### LISTING
· · · · · · ·
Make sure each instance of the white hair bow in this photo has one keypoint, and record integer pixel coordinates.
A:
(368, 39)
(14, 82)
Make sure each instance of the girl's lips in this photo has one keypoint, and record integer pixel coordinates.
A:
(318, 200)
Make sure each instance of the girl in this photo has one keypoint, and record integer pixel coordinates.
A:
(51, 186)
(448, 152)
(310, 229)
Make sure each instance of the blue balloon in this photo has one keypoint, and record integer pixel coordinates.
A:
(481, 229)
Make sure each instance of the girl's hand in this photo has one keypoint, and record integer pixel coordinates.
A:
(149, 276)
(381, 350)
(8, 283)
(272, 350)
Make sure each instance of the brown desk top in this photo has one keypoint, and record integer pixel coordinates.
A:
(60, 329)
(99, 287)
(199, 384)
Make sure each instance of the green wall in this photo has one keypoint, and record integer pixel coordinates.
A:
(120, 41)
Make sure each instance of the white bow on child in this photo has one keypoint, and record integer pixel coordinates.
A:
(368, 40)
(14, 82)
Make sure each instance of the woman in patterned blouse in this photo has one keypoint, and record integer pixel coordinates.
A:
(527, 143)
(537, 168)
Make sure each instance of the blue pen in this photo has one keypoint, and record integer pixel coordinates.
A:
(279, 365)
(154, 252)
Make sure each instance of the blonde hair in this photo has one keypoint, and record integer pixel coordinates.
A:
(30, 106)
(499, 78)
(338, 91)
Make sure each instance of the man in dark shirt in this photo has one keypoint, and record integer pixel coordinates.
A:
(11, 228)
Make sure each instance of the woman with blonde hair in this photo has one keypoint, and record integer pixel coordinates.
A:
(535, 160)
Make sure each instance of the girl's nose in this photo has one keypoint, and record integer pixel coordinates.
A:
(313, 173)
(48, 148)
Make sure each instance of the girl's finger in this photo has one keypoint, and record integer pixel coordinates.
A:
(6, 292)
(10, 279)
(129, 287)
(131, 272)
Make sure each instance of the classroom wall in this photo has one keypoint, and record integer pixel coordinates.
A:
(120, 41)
· · · · · · ·
### YOUR GOAL
From the line holding "Make sure each instance of the woman in" through the last line above, reproduce each line exactly and add nothing.

### WORKED SOLUTION
Make sure each instance of the woman in patterned blouse in this photo has one keypoint, and record integer pixel coordinates.
A:
(527, 143)
(537, 168)
Make sure each instance of the blue pen in this photo has one keypoint, and record integer pixel coordinates.
A:
(279, 365)
(154, 252)
Make sure each instance of the blonde hair in this photo has one keypoint, and record integer pixel coordinates.
A:
(30, 106)
(499, 78)
(338, 91)
Make sure each instance of the man in dark shirt in this photo has one keypoint, and record integer pixel coordinates.
A:
(11, 228)
Make sure each instance of the woman with blonde hair in this photo has one keypoint, and record integer pixel coordinates.
A:
(535, 160)
Make sure each instance of the girl's nose in this photo has one keypoint, and record integer pixel coordinates.
A:
(313, 173)
(48, 148)
Make sure each instance of the girl's finger in this photo has one keypoint, and record integer pixel coordinates.
A:
(6, 292)
(10, 279)
(129, 287)
(131, 272)
Make sure each instance of the classroom wall in this photo has one keypoint, and record integer pixel coordinates.
A:
(120, 41)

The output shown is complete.